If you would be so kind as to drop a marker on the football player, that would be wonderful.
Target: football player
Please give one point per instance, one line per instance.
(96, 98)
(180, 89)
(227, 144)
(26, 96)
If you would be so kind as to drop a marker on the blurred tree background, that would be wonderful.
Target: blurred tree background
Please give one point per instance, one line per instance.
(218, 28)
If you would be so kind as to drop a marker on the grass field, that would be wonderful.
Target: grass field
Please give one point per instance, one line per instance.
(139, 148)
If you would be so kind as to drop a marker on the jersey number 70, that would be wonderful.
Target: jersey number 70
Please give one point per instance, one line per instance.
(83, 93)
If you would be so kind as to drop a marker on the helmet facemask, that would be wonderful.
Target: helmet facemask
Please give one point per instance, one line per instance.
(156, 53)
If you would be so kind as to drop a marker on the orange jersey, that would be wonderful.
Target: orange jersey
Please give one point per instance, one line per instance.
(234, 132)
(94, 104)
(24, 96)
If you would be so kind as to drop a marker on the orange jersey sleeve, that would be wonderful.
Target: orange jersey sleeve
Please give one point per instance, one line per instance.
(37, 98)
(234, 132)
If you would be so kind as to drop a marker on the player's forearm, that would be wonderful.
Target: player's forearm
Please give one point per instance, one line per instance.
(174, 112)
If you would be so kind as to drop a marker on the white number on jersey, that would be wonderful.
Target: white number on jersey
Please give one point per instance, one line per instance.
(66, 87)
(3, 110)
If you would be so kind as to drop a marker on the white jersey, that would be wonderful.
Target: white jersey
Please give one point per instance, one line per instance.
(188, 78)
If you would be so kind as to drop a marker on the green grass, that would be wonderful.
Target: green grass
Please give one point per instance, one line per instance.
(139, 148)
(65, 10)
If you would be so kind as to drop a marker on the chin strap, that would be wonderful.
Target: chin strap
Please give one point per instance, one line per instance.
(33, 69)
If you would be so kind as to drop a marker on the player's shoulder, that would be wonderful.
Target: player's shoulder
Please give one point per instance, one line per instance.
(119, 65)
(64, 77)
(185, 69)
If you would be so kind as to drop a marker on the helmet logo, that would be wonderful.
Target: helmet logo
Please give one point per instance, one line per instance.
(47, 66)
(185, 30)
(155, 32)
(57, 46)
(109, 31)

-.-.-

Task brief
Return each line of the data exactly as it was given.

Task answer
If you would be so kind as to drop a marker on the football player, that would be wonderful.
Target: football player
Please give one point per instance, one line per instance.
(96, 98)
(180, 89)
(227, 144)
(26, 96)
If you would be so kind as to drop a marker on the blurred tree background, that would be wonderful.
Target: blurred tree background
Please give one point per instance, one line per instance.
(218, 28)
If you would be so kind as to drop a marker on the grass field, that would be wonderful.
Target: grass field
Please give one point per instance, one line per instance.
(139, 148)
If you would be so kind as to drop a marker on the jersey number 70, that would be wonderful.
Target: jersey number 70
Please give one point per instance, one line per instance.
(83, 93)
If you would be so kind as to drop a marker on the helmet facemask, that would be wonderful.
Target: helmet facemask
Please give one point per instance, one line per instance.
(156, 53)
If you would be so kind as to drop a marker on the orange jersey, that would be wonderful.
Target: orange jersey
Please give one point per instance, one line per instance.
(234, 132)
(94, 104)
(24, 96)
If you would be so kind as to drop a marker on the orange jersey sleeve, that would be wonderful.
Target: orange jersey sleeve
Please give one point per instance, one line per instance.
(37, 98)
(234, 132)
If you would be so kind as to drop a marker on the player's forearm, that would be wonderful.
Target: player's forearm
Please give one point per instance, one line per instance.
(174, 112)
If you would be so kind as to drop a marker on the white number on jersey, that would be wonderful.
Target: white number on jersey
Please give one point per instance, one line per instance.
(66, 87)
(3, 110)
If you would be so kind as to drop a marker on the white jersey, that would be wonderful.
Target: white jersey
Please give one point per instance, one line per instance.
(188, 78)
If you would be so kind as to drop a marker on the green grass, that would be wonderful.
Target: green grass
Please give one point per instance, one line per instance.
(139, 148)
(65, 10)
If you would be so kind as to drop a marker on the chin strap, that would be wonderful.
Target: chin strap
Please give one point per instance, one line per instance.
(33, 69)
If you would be so kind as to drop a marker on the player's shoulder, that would be wonderful.
Target: player's shoulder
Please give one point per instance, one line per instance.
(119, 65)
(64, 77)
(185, 69)
If you would be so kind as to drop a marker on the helmet logo, that would be wonderful.
Target: helmet logo
Please give one point per instance, one line per instance.
(47, 66)
(185, 30)
(155, 32)
(57, 46)
(109, 31)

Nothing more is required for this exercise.